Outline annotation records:

::::

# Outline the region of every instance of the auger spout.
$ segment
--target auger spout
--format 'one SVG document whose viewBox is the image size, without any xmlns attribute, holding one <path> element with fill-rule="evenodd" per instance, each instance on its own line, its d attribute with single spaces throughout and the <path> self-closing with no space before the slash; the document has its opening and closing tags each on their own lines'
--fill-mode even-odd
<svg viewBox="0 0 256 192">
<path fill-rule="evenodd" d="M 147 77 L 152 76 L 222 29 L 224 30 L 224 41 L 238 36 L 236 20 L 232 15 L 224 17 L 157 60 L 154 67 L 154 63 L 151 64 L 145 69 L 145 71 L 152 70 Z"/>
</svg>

::::

Present every line of the entries above as a numbered list, leaving out any blank lines.

* **Response for this exercise**
1. # Outline the region of every instance of the auger spout.
2. $ segment
3. --target auger spout
4. --format 'one SVG document whose viewBox is the image size, without any xmlns attribute, holding one <path> element with fill-rule="evenodd" per instance, each instance on its own line, its d attribute with single spaces throughout and the <path> self-closing with no space before the slash; the document has its opening and closing tags each on their own lines'
5. --fill-mode even-odd
6. <svg viewBox="0 0 256 192">
7. <path fill-rule="evenodd" d="M 147 77 L 152 76 L 222 29 L 224 30 L 224 41 L 238 36 L 236 20 L 232 15 L 224 17 L 157 60 L 154 67 L 154 63 L 151 64 L 145 69 L 145 71 L 152 70 Z"/>
8. </svg>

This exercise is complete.